Problem set —
a) Answer these questions from the food allergy text, one per line:
(i) What type of survey was performed?
(ii) Which census data were used to identify postal codes?
(iii) How many of the most common food allergens were prevalence estimates calculated for?
b) Return the stretch of the food allergy text from "- Poster presentation" through "estimates with the general population.", copied word for word.
BEGIN Text excerpt
- Poster presentation
- Open Access
The prevalence of food allergy among Aboriginal people in Canada
Clinical and Translational Allergy volume 3, Article number: P77 (2013)
Data suggest that Aboriginal people may experience lower rates of food allergy compared with the general population. However, there have not been any population-based studies to estimate the prevalence of food allergy among Aboriginal People in Canada. Given this gap in the literature, the goal of this study is to estimate the prevalence of food allergy among Canadian Aboriginal people (First Nations, Métis or Inuit), and to compare these estimates with the general population.
We performed a nationwide, cross-sectional telephone survey of all Canadian provinces and territories. Census Canada 2006 data were used to identify postal codes containing a high proportion of Aboriginal people and telephone numbers were randomly selected. The household respondent was queried on whether any household member had a food allergy. Prevalence estimates and 95% Confidence Intervals (CI) were calculated for the nine most common food allergens (peanut, tree nut, fish, shellfish, sesame, milk, egg, wheat, and soy) and for all foods, among individuals reporting Aboriginal status and for the general population.
END Text excerpt
BEGIN The data
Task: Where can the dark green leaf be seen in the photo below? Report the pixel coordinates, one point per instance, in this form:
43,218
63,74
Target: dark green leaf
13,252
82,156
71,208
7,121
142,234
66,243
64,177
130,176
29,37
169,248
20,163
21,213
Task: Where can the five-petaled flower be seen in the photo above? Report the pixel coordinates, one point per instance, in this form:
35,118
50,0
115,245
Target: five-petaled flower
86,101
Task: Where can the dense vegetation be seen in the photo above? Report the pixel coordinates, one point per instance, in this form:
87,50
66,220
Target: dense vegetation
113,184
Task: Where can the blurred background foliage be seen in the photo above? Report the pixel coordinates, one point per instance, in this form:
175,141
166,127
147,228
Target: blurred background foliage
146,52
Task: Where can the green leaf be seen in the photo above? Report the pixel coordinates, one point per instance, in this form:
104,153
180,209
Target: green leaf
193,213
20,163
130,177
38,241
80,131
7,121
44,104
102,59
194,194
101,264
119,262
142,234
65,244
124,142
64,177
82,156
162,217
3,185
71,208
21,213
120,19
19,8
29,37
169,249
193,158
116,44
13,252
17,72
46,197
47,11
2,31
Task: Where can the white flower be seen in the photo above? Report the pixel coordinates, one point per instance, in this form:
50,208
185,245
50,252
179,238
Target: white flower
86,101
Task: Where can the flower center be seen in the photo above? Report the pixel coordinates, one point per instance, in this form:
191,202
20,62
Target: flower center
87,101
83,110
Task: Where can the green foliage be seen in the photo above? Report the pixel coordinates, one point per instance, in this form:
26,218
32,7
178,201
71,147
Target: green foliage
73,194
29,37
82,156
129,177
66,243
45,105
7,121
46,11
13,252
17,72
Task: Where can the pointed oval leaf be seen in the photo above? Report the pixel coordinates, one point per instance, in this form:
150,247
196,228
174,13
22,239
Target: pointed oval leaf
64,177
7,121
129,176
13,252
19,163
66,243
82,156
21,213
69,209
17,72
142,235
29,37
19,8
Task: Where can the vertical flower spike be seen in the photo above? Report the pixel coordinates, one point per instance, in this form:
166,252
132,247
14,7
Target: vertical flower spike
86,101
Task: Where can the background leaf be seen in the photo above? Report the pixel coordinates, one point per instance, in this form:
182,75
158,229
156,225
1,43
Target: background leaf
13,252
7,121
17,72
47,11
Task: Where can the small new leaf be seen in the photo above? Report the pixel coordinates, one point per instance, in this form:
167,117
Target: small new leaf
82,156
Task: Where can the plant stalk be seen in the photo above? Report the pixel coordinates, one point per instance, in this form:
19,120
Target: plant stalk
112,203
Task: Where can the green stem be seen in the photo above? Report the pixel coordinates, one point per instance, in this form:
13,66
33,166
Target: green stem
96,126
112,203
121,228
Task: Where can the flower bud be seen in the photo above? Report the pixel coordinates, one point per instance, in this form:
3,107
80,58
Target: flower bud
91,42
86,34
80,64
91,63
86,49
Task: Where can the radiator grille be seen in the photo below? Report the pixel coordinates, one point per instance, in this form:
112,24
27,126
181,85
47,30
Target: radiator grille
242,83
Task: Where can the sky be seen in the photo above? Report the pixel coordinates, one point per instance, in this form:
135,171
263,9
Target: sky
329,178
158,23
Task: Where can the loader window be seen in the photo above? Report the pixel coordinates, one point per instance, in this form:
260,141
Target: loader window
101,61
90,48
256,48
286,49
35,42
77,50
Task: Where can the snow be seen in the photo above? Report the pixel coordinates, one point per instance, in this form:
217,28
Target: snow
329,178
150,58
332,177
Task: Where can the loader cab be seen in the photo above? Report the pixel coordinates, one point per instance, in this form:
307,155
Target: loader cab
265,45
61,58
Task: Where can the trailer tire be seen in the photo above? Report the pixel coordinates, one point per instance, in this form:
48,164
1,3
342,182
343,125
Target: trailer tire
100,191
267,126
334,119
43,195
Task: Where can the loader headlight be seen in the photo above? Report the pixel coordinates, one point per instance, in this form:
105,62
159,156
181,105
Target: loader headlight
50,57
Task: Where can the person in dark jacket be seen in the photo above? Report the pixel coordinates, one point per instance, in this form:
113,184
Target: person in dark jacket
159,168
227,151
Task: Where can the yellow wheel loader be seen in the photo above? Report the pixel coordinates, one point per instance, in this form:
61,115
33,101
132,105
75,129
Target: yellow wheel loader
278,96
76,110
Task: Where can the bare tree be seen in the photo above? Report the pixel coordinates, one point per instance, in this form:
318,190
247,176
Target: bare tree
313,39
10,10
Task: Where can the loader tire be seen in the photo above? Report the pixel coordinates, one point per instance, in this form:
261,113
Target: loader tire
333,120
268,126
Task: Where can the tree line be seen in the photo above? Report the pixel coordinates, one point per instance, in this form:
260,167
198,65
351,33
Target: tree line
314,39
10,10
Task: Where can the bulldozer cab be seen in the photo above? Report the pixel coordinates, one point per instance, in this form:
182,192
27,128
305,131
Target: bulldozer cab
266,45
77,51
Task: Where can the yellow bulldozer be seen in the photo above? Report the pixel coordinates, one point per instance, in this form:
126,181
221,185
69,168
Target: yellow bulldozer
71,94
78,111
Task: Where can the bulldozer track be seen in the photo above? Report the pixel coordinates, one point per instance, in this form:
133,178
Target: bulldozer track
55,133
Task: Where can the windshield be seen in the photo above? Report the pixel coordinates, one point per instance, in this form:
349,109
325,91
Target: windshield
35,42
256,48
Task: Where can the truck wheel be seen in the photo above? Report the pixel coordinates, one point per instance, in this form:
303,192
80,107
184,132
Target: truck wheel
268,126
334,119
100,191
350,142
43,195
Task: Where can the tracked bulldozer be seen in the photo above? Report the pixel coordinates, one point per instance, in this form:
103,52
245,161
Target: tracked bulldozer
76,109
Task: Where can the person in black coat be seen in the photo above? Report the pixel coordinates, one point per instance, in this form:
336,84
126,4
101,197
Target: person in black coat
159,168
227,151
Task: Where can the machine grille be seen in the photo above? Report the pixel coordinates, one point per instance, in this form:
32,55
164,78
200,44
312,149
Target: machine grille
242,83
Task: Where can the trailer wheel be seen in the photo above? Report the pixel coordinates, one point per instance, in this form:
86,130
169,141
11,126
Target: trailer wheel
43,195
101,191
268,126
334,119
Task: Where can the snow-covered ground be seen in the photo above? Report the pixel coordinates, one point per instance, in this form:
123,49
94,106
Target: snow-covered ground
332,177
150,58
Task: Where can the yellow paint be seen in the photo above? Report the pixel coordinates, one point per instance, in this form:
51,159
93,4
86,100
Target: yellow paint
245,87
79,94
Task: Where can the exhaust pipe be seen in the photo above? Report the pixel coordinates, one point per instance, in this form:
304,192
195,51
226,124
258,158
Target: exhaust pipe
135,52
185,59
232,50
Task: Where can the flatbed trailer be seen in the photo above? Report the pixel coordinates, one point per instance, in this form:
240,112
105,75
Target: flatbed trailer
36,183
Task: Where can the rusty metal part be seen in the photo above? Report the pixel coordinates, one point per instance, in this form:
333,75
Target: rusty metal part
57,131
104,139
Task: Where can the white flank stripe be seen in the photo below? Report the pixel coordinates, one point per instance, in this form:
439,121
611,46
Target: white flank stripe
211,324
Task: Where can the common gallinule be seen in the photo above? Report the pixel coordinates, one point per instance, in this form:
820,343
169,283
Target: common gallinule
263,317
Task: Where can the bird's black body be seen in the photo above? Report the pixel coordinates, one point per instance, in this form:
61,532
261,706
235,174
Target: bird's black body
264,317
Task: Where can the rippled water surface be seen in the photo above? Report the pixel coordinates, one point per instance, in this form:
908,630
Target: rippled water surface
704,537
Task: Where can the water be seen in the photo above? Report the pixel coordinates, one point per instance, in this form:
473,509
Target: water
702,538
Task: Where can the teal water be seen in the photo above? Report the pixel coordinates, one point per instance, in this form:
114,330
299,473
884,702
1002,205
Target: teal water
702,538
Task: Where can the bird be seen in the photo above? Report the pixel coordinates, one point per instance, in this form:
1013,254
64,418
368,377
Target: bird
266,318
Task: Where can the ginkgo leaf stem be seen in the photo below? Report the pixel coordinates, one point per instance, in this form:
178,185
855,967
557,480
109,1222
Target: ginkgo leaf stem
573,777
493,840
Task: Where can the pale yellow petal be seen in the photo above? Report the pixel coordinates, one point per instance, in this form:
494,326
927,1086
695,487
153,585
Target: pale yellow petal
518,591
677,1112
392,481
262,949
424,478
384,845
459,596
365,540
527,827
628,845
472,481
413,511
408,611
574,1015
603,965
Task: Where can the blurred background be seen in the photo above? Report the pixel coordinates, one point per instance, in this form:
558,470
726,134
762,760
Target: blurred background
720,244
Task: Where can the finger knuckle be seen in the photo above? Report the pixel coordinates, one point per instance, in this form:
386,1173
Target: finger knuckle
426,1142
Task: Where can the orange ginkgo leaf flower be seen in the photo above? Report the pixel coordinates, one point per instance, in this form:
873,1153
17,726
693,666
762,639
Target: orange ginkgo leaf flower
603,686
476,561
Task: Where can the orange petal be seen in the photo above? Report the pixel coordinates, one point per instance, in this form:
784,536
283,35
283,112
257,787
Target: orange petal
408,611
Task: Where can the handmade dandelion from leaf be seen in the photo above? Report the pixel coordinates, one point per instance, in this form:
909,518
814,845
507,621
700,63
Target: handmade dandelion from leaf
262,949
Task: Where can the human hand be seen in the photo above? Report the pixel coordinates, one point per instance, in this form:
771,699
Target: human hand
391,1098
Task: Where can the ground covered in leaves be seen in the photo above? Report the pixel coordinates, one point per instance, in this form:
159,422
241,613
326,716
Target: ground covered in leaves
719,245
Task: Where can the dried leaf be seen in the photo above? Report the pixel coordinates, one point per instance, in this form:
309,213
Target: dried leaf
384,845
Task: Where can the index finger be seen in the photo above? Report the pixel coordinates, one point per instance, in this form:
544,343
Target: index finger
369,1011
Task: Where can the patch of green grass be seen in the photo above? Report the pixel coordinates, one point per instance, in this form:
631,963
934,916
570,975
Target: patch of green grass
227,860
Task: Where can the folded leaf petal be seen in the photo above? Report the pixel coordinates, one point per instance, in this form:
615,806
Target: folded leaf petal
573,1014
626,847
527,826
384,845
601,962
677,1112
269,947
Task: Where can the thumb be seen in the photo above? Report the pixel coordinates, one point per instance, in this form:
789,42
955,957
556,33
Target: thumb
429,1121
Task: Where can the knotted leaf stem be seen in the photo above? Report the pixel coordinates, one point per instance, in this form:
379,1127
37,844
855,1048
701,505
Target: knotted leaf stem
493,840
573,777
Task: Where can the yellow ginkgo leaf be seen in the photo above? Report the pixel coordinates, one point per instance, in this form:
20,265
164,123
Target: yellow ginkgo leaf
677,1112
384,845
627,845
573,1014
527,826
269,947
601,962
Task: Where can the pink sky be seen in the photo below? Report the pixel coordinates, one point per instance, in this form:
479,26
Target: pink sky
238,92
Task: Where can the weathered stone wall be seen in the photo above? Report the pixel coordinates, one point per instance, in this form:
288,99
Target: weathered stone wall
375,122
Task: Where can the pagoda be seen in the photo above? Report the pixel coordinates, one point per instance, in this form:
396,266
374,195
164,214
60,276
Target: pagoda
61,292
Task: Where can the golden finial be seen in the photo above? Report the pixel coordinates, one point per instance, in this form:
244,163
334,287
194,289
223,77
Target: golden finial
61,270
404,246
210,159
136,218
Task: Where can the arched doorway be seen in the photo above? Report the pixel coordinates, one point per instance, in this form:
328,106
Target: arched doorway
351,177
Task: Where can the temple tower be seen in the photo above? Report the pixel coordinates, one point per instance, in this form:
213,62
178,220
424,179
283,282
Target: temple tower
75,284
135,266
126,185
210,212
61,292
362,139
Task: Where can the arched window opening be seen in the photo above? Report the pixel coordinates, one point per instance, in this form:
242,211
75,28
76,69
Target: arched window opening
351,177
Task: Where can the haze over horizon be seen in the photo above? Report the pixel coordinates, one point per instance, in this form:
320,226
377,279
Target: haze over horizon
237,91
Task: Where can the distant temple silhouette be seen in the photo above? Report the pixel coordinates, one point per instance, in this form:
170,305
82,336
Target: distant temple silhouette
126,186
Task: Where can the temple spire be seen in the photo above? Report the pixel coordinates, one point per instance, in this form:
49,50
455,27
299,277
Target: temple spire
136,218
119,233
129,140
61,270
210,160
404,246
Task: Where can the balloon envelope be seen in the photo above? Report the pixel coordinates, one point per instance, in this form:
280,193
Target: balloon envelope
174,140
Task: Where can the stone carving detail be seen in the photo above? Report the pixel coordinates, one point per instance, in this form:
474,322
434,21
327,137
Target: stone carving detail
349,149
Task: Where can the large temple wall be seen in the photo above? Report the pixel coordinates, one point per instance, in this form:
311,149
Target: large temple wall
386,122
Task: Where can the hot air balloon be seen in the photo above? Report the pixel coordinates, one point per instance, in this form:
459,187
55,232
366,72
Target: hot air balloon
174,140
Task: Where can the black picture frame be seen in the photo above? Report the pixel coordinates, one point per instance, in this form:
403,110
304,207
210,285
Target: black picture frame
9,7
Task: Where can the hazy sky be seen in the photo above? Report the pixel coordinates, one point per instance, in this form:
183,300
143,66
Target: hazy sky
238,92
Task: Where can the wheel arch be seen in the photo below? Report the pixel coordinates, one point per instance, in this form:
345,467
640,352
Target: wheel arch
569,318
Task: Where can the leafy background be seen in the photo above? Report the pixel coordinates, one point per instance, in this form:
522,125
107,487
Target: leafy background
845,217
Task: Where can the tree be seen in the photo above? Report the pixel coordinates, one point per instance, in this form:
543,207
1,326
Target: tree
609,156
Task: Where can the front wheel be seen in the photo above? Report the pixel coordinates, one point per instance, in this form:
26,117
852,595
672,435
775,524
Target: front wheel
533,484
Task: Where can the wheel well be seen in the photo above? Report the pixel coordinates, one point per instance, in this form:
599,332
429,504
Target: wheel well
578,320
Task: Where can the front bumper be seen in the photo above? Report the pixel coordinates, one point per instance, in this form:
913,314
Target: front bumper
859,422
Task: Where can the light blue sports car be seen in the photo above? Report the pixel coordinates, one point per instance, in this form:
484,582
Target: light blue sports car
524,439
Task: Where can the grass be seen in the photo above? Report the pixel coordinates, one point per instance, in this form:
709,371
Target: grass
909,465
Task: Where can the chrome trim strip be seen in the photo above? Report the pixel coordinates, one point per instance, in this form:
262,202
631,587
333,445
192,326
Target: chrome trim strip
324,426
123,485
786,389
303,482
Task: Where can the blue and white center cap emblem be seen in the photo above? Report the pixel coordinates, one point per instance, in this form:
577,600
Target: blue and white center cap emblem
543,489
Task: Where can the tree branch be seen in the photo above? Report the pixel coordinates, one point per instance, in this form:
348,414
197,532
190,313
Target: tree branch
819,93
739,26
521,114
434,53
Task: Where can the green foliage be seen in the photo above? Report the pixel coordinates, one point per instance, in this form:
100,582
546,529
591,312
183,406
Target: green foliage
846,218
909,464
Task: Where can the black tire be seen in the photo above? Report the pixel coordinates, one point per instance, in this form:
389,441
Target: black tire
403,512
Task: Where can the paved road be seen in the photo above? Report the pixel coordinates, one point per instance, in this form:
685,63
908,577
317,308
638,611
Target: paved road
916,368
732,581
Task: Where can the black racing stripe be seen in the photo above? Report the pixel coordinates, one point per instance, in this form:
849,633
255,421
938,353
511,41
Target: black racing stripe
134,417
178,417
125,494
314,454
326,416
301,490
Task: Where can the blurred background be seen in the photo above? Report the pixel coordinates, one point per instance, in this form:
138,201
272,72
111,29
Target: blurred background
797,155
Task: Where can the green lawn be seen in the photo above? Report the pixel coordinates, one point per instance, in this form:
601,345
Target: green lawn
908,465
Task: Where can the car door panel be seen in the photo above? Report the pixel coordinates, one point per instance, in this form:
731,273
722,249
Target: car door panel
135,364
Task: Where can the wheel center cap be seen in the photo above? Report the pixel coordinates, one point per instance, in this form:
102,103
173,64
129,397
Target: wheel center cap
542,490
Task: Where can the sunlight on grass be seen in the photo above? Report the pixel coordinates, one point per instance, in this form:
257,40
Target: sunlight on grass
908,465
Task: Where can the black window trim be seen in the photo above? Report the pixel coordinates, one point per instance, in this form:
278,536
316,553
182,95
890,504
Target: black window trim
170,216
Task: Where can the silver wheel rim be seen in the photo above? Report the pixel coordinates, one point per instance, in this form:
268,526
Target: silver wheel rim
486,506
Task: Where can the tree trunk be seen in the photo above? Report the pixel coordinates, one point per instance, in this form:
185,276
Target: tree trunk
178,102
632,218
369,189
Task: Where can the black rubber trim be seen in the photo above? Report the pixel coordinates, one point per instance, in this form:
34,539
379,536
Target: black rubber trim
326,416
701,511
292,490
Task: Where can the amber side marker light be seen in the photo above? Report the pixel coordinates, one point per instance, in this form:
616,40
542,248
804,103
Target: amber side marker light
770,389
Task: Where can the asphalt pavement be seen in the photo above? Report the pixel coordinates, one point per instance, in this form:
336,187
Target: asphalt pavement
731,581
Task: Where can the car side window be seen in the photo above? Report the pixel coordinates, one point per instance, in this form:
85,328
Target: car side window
END The data
Task results —
a)
(i) A nationwide, cross-sectional telephone survey
(ii) Census Canada 2006 data
(iii) Nine

b)
- Poster presentation
- Open Access
The prevalence of food allergy among Aboriginal people in Canada
Clinical and Translational Allergy volume 3, Article number: P77 (2013)
Data suggest that Aboriginal people may experience lower rates of food allergy compared with the general population. However, there have not been any population-based studies to estimate the prevalence of food allergy among Aboriginal People in Canada. Given this gap in the literature, the goal of this study is to estimate the prevalence of food allergy among Canadian Aboriginal people (First Nations, Métis or Inuit), and to compare these estimates with the general population.